### Given exercise 1
Count the lines in the entries below that contain the string "lake", and reply with that number alone.

### Provided passage

--------

The differences is that you have to actually execute a piece of code to
check if it is passing arguments of the correct type. More importantly,
you have to check every possible call point to be sure that each place
that calls the function is passing values of the correct type.

As a quick example:

    -- This function checks its arguments at run time
    function test(num, tab)
        assert(type(num)=="number")
        assert(type(tab)=="table")
        tab.value = num * 2
    end

    function main(num)
        assert(type(num)=="number")
        local t={}
        test(num, t)  -- This is okay
        if num < 0 then
            test(t, num * -1) -- This is not
        end
    end

Note that the type error in the function main() will only show up if its
argument is less than 0. If this is rare, you could go through a lot of
testing, and still miss that one case. It will, of course, then turn
around and bite you on the first real deployment.

--------

### Listed entries
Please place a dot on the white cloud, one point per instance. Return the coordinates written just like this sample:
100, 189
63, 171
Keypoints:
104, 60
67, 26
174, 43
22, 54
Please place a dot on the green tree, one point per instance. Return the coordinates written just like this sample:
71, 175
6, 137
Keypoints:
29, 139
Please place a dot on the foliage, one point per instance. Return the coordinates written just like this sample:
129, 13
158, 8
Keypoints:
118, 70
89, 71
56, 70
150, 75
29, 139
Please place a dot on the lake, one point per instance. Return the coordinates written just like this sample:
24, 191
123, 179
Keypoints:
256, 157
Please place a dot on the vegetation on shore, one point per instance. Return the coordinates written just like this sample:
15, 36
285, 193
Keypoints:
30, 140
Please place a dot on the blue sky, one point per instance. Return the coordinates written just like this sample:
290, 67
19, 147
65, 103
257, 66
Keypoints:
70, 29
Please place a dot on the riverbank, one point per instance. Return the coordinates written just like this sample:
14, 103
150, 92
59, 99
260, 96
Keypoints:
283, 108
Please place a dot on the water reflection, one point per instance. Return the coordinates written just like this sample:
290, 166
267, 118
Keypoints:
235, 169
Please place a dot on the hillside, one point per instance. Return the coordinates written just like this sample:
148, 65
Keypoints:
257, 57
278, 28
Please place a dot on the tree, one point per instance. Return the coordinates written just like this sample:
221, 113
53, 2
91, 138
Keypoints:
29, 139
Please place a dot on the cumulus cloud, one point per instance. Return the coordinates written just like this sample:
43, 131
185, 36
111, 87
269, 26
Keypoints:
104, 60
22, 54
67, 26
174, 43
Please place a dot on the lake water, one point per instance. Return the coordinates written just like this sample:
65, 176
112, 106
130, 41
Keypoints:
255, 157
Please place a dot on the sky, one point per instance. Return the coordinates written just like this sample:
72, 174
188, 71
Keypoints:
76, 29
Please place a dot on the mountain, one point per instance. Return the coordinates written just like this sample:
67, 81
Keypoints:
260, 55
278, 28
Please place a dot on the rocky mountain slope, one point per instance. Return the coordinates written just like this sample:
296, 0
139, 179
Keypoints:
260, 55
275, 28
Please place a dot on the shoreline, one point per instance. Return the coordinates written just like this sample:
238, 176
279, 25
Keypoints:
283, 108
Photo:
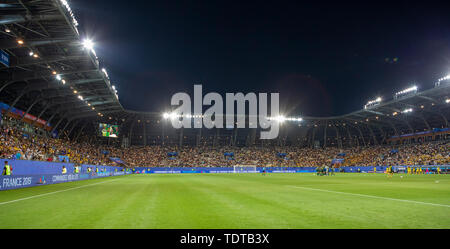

--------

### Given exercise 2
Reproduce the run-time type-checking passage word for word, starting at "-- This function" and ending at "function main(num)".

### Complete response 1
2

### Complete response 2
-- This function checks its arguments at run time
    function test(num, tab)
        assert(type(num)=="number")
        assert(type(tab)=="table")
        tab.value = num * 2
    end

    function main(num)